• [OBIETTIVO DELL'ESERCIZIO] Per favore, restituisci senza modifiche le righe dei dati, partendo dall'inizio e terminando con la riga che contiene "(249, 203), (640, 348)", entrambe incluse. Lascia fuori le immagini dalla risposta.

(Voci salvate)
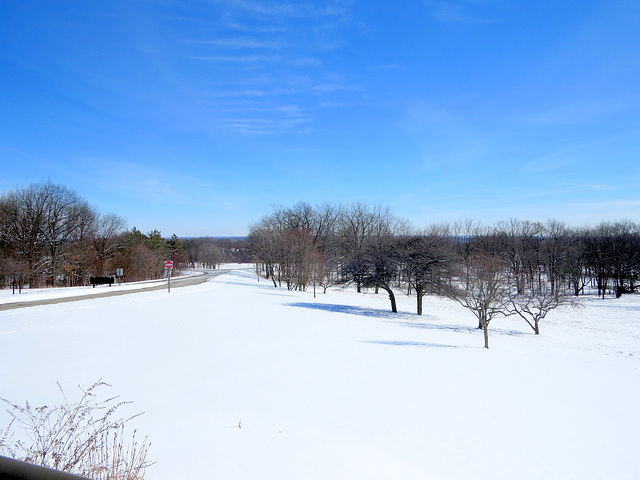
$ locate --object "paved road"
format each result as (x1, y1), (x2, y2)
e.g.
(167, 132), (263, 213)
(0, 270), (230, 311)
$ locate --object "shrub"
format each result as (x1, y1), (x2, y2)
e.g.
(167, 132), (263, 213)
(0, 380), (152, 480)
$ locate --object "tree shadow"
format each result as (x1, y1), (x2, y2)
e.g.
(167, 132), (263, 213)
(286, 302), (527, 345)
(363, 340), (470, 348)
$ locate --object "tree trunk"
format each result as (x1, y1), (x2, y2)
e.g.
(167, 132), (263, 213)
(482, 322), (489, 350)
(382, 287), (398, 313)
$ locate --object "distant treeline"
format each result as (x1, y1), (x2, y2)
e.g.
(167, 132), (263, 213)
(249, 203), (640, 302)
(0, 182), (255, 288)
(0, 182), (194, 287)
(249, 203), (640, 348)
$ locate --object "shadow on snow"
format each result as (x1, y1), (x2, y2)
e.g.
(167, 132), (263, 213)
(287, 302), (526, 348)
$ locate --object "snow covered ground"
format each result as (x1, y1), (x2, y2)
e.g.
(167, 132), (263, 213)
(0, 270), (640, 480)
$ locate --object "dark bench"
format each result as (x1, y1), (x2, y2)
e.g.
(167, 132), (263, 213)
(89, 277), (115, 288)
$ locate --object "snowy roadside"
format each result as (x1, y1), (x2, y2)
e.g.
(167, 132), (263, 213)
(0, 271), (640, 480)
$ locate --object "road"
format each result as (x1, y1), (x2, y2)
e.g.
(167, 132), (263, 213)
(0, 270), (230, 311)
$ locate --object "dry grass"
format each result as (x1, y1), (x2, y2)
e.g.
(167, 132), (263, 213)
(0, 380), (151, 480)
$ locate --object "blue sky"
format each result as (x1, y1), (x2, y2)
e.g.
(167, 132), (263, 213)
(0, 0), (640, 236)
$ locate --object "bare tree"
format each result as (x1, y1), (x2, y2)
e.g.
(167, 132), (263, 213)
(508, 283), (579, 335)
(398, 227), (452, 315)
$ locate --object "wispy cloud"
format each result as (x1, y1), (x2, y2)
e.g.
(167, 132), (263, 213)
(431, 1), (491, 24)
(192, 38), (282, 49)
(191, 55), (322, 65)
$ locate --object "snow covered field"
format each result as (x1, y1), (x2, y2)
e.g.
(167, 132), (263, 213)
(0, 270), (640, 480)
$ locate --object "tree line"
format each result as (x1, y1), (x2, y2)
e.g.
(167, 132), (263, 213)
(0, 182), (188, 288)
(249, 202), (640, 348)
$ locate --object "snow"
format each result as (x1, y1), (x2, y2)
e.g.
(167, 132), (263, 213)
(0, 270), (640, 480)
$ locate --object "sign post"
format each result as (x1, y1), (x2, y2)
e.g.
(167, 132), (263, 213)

• [RISULTATO DEL COMPITO]
$ locate --object "paved road"
format each result as (x1, y1), (x2, y2)
e.g.
(167, 132), (263, 213)
(0, 270), (230, 311)
$ locate --object "shrub"
format each result as (x1, y1), (x2, y2)
e.g.
(167, 132), (263, 213)
(0, 380), (152, 480)
$ locate --object "tree shadow"
format each result as (x1, y1), (x2, y2)
e.g.
(167, 132), (263, 213)
(286, 302), (527, 345)
(363, 340), (470, 348)
$ locate --object "tree trunk"
format each result as (x1, y1), (x2, y2)
e.g.
(167, 132), (263, 213)
(482, 322), (489, 350)
(382, 287), (398, 313)
$ locate --object "distant treeline"
format each result as (x1, y1), (x2, y2)
e.g.
(167, 132), (263, 213)
(249, 203), (640, 302)
(0, 182), (255, 288)
(0, 182), (194, 287)
(249, 203), (640, 348)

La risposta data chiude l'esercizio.